* 指示 1: CSSに関する提供抜粋において、筆者が「いろいろ見てみる」ために行った行動をすべて挙げてください。

* 提供抜粋:
=-=-=-=-=

以下に全体を掲載します(訳注:gistリンク)。

https://gist.github.com/fat/b27700946c777adacdf4

決して完全ではありませんが、いくつかの基本概念を整理し、正しいと感じられる方向を示す指針となりました。

ですが残念ながら、このスタイルの更新のあとでさえ、いつコンポーネントを作るべきか、いつサブコンポーネントを作るべきか、といったことを考えるのに人々は苦労しているようでした。そして時々、目的のはっきりせず、単語を連ねただけの. nav-on-light-background-button や. button-primary-sidebar-over-blur のようなクラス名が付けられていました。

ページレベルでクラスにプレフィックスが付けられることはなくなりました(これは素晴らしいことです)が、その代わりに、任意の単語がダッシュで長々とつなぎ合わされるようになりました。例えば、. button → . button-primary → . button-primary-dark → . button-primary-dark-container → . button-primary-dark-container-label のように、うんざりするほど名前が長くなっていくのです。

第4プロジェクト:今後を見定める

大体この頃、世界一になるんだという壮大な目標を持って、私はCSSについて実にたくさんのことをMediumの内部で書き始めました。それが何を意味するのか本当はあまり分かっていませんでしたが、私たちのその時の方向性がどうもうまくいっていないことは分かっていました。

人々は困惑していました。さらに悪いことには、実際はそうでないにもかかわらず、みんな自分はとてもうまくCSSを書いていると思っていたのです。

そこで、私はいろいろ見てみることにしました。フレームワークを探したり、さまざまなツールを試したり、理念について調べたり、友人と話をしたり、友人の友人と話をしたりしました。そしてまもなく、私たちのCSSを望ましいと思われる形に変えるためには、主に3つのプロジェクトに取り組む必要があると特定したのです。

  • 1.長々と続くクラス名を避けて読みやすさの向上を図るため、CSSの変数、ミックスイン、クラス名の新たなセマンティクスを導入する。
  • 2.LESSの代わりに Rework を使ってより強力にミックスインを活用できるようにし、シンタックスをよりvanilla CSSに近づける。

=-=-=-=-=

* 指示 2: 下の処理対象データにある行をすべて、空行を除いて番号付きリストに変換してください。

=-=-=-=-=

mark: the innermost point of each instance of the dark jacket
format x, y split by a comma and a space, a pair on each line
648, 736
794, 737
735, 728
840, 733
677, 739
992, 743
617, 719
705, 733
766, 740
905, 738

=-=-=-=-=

* 回答全文 1:
- フレームワークを探した
- さまざまなツールを試した
- 理念について調べた
- 友人と話をした
- 友人の友人と話をした

* 回答全文 2:
1. mark: the innermost point of each instance of the dark jacket
2. format x, y split by a comma and a space, a pair on each line
3. 648, 736
4. 794, 737
5. 735, 728
6. 840, 733
7. 677, 739
8. 992, 743
9. 617, 719
10. 705, 733
11. 766, 740
12. 905, 738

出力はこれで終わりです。